__WORK TO DO__.
Could you echo every one of the entries below word for word, changing nothing?
═════ DATA EXTRACT ═════
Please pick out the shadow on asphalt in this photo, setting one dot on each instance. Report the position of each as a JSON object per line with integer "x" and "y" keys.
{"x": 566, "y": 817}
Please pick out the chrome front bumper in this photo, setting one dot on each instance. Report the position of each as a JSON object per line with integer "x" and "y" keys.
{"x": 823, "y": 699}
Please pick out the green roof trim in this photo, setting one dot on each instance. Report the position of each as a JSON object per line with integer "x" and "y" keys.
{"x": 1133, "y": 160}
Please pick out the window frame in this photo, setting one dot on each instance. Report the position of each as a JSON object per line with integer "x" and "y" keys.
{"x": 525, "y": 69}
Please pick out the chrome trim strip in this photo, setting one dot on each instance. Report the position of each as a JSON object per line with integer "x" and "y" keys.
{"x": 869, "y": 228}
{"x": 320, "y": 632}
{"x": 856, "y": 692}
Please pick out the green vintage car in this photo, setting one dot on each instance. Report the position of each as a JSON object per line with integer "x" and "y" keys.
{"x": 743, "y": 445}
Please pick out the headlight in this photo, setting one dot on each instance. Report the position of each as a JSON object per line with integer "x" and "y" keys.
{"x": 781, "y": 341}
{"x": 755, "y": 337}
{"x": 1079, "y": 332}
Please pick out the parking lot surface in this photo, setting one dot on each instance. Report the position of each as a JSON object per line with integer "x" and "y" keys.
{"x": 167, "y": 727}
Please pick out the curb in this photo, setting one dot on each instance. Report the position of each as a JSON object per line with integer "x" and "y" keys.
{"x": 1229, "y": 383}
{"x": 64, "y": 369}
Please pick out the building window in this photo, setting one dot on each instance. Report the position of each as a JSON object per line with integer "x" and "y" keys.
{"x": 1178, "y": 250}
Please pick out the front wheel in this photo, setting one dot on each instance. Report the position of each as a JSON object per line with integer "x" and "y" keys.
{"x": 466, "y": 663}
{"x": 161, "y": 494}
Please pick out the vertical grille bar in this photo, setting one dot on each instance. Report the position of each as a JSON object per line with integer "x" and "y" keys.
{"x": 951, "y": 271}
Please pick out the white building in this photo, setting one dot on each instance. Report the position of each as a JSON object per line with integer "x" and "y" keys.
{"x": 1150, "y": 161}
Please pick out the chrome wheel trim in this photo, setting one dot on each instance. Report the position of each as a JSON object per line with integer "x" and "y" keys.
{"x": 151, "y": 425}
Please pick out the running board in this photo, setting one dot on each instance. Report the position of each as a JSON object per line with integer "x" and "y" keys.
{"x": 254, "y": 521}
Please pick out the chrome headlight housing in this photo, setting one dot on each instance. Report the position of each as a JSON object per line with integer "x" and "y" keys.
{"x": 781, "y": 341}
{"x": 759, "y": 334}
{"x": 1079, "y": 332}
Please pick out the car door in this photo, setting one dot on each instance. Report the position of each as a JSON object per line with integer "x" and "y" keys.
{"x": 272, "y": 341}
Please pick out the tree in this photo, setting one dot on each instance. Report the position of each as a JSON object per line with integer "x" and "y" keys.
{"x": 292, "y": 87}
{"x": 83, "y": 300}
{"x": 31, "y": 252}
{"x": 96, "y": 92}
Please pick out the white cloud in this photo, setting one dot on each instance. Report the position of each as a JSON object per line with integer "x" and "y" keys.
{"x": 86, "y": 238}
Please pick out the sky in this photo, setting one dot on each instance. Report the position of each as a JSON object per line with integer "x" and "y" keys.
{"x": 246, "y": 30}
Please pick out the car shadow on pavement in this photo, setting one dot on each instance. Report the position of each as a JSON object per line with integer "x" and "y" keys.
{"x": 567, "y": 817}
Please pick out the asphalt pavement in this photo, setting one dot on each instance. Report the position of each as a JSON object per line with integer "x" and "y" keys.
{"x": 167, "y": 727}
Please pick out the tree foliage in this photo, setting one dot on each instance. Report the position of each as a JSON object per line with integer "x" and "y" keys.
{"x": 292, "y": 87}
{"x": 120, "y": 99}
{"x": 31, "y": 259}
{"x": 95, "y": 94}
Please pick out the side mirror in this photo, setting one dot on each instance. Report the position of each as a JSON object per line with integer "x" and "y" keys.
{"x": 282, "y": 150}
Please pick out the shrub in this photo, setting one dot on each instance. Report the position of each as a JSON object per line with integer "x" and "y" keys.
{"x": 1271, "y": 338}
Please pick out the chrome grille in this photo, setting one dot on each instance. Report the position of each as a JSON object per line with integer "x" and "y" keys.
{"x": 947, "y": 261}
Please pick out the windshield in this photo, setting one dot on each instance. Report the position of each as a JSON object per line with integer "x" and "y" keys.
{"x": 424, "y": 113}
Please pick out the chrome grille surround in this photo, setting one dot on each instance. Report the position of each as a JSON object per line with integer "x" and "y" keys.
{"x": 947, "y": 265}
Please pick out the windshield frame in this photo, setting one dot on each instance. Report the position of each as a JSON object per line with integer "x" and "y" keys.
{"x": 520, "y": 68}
═════
__RESPONSE__.
Please pick out the shadow on asphalt in this photo, setting one dot on each instance. Report the position of each as a JSON object per line with integer "x" and "y" keys.
{"x": 566, "y": 817}
Please pick out the chrome front bumper in this photo, setting one dot on each instance. Report the position of each as a JSON object per line with integer "x" and "y" keys.
{"x": 823, "y": 699}
Please pick out the green roof trim in this photo, setting one dot on each instance. Report the position of each as a JSON object per line with integer "x" and "y" keys.
{"x": 1133, "y": 160}
Please pick out the window frame in this photo, setting one dot on each instance. Report the position of each as a JSON object per line with integer "x" and "y" keys.
{"x": 525, "y": 69}
Please pick out the chrome trim strip in this photo, setting one dot on each instance. Report the position of each as a JSON object per line with integer "x" and "y" keys.
{"x": 869, "y": 228}
{"x": 320, "y": 632}
{"x": 856, "y": 692}
Please pick out the green vintage car in this photo, setting one dot on each instance. Report the position of each as a JSON object per line with integer "x" and "y" keys.
{"x": 743, "y": 445}
Please pick out the headlight in this photo, setting one dot on each instance. Report the position of each as a JSON object per line with integer "x" and "y" keys.
{"x": 781, "y": 341}
{"x": 755, "y": 337}
{"x": 1079, "y": 332}
Please pick out the parking lot surface in this photo, setting one dot on each instance. Report the position of each as a JSON object per line with integer "x" and "y" keys.
{"x": 167, "y": 727}
Please pick out the curb in this photo, setting one dot on each instance. Report the position of each as a JSON object per line with integer "x" and "y" keys.
{"x": 1229, "y": 383}
{"x": 64, "y": 369}
Please pick out the building window in this photo, setting one dot on each instance. Report the position of each as a JSON object per line with integer "x" and "y" keys.
{"x": 1178, "y": 250}
Please pick out the front wheel in this photo, setting one dot on each instance. Report the position of each as a JSON object per line with integer "x" and "y" keys.
{"x": 466, "y": 663}
{"x": 161, "y": 494}
Please pick out the vertical grille bar in this photo, setting one dot on each instance. Report the position of each as a JSON object per line with integer "x" and "y" keys.
{"x": 951, "y": 271}
Please pick out the white building in this photo, setting one dot on each instance. Report the position of each as a JSON object per line with integer "x" and "y" keys.
{"x": 1150, "y": 161}
Please pick out the chrome wheel trim in this photo, setting one dot on each instance. Report the position of each as a JSON object per line with integer "x" and "y" keys.
{"x": 151, "y": 425}
Please pick out the running board in this photo, setting one dot on each instance. Report the position of each as a JSON object per line with integer "x" and "y" keys.
{"x": 254, "y": 521}
Please pick out the chrome headlight housing in this photo, setting one dot on each instance. Report the position of each as a JSON object per line with integer "x" and "y" keys.
{"x": 781, "y": 341}
{"x": 759, "y": 334}
{"x": 1079, "y": 332}
Please pick out the car door in this photo, setting one dot on each instance. Report the position of each as a JSON object per line with integer "x" and "y" keys.
{"x": 272, "y": 341}
Please pick out the tree in this photo, setting one dot on each instance. Report the position of each as a JSON object per line with integer "x" and "y" keys.
{"x": 292, "y": 87}
{"x": 83, "y": 300}
{"x": 31, "y": 252}
{"x": 96, "y": 92}
Please pick out the white cloud in this photo, setting one dot on each instance. Report the position of each as a JSON object per line with integer "x" and "y" keys.
{"x": 86, "y": 238}
Please pick out the sky in this photo, setting one dot on each instance. Report the position of each as a JSON object per line with integer "x" and "y" keys.
{"x": 246, "y": 30}
Please pick out the car shadow on pavement in this photo, setting one dot on each instance. Report the position of each as a JSON object per line with integer "x" and "y" keys.
{"x": 567, "y": 817}
Please pick out the asphalt pavement in this photo, setting one dot on each instance. Report the position of each as a JSON object per line with integer "x" and "y" keys.
{"x": 167, "y": 727}
Please pick out the tree foliage in this photo, setting one dot on each instance. Report the position of each as a JSON object per line with integer "x" and "y" keys.
{"x": 292, "y": 87}
{"x": 120, "y": 99}
{"x": 31, "y": 259}
{"x": 95, "y": 94}
Please pick out the side mirror in this photo, setting one dot on each instance. Report the position of each as a JSON object per line with integer "x" and "y" keys.
{"x": 282, "y": 150}
Please pick out the shrub in this photo, setting one dot on each instance. Report the position of each as a JSON object per line with integer "x" and "y" keys.
{"x": 1271, "y": 338}
Please pick out the chrome grille in this photo, setting one dot on each instance. Report the position of each as a JSON object per line with integer "x" and "y" keys.
{"x": 947, "y": 261}
Please pick out the windshield in this photo, setting one dot on each instance. Report the position of each as a JSON object per line with integer "x" and "y" keys.
{"x": 424, "y": 113}
Please pick out the chrome grille surround in this photo, setting one dot on each instance. Report the position of each as a JSON object per line with integer "x" and "y" keys.
{"x": 947, "y": 265}
Please pick out the windshield frame in this photo, setting one dot on each instance. Report the position of each as a JSON object per line with integer "x" and "y" keys.
{"x": 520, "y": 68}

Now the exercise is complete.